[Source records]
☆ ☆ ☆ ☆ ☆ ☆ ☆
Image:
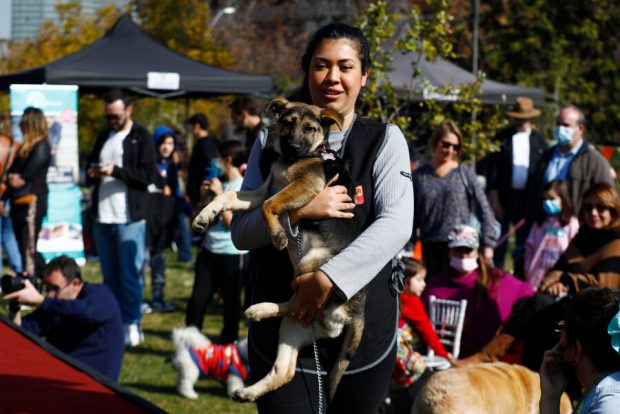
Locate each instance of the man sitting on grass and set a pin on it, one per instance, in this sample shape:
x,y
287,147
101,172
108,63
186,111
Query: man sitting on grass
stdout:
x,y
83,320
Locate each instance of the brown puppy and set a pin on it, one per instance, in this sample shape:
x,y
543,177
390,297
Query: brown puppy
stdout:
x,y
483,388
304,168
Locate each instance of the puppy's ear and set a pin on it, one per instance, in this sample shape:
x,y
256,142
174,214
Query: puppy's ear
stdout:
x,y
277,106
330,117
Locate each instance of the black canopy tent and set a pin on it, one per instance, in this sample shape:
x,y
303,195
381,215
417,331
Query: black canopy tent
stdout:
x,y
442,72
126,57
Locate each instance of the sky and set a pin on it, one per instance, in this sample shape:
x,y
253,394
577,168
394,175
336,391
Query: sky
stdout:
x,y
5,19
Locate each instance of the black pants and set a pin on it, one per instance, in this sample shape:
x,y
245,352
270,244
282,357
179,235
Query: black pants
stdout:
☆ ☆ ☆ ☆ ☆ ☆ ☆
• **Objective**: Retype every line of the records above word for word, but leave out the pictures.

• **Problem solution**:
Image:
Locate each instance of the man sitting on grass and set a pin on it, one per instance, in this sample shape:
x,y
287,147
101,172
108,63
186,111
Query: man sitting on grass
stdout:
x,y
83,320
Locate each instance of the brown puppy and set a pin on it, one per instance, in this sample shape:
x,y
543,177
390,297
Query: brown puppy
stdout:
x,y
483,388
304,168
Locate each instance of the puppy's ear and set a pin on it, one per instance, in this sample shape:
x,y
256,142
174,214
Query: puppy's ear
stdout:
x,y
277,106
330,117
Locate each instance of the black canopy tent and set a pin on it, one per instance, in this sample shape:
x,y
303,195
381,215
417,331
Query: black canopy tent
stdout:
x,y
442,72
126,57
Locate each instance of the sky and set a pin on it, one per instance, in this sample shape:
x,y
253,394
577,168
394,175
336,391
Query: sky
stdout:
x,y
5,19
Locate each instance of the black pants and set a pin on it, one per instance, in this sample shape:
x,y
245,352
270,244
282,357
179,235
Query: black pants
stdout:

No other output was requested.